Stored items:
%%

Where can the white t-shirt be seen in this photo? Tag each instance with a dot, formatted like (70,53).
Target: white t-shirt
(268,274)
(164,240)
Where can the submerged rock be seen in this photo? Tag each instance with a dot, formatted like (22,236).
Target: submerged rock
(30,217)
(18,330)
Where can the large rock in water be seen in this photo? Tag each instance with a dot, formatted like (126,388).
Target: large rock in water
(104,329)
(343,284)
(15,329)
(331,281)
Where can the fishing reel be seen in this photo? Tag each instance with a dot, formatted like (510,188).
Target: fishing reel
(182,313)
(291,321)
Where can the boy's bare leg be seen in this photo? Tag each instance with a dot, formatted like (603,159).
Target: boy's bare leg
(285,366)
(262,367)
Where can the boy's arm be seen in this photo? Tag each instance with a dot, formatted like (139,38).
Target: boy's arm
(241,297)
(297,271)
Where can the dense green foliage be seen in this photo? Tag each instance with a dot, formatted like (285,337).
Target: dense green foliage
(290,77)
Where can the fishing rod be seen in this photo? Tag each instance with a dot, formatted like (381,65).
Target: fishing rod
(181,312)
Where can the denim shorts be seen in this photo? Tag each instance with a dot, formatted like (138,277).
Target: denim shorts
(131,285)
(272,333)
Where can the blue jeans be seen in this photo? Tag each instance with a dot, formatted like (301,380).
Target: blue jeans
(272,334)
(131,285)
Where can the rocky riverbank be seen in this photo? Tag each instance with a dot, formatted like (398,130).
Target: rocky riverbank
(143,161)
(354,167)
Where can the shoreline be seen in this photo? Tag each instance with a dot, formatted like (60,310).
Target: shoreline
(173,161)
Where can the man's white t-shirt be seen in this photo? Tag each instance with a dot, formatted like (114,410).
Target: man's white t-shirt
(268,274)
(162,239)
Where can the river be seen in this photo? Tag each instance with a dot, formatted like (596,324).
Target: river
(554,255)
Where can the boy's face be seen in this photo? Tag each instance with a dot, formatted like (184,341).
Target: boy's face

%%

REQUIRED WORK —
Repeat precisely the lines of the data starting at the one containing "Target: man's white t-shirt", last line included.

RESULT FOR THIS TASK —
Target: man's white t-shirt
(268,274)
(162,239)
Where can the river be seen in this photo? Tag each instance with a dot, formatted like (596,324).
Target: river
(554,255)
Where can the boy's face be seen in this photo? Tag each instance with a dot, formatted like (184,341).
Target: boy's face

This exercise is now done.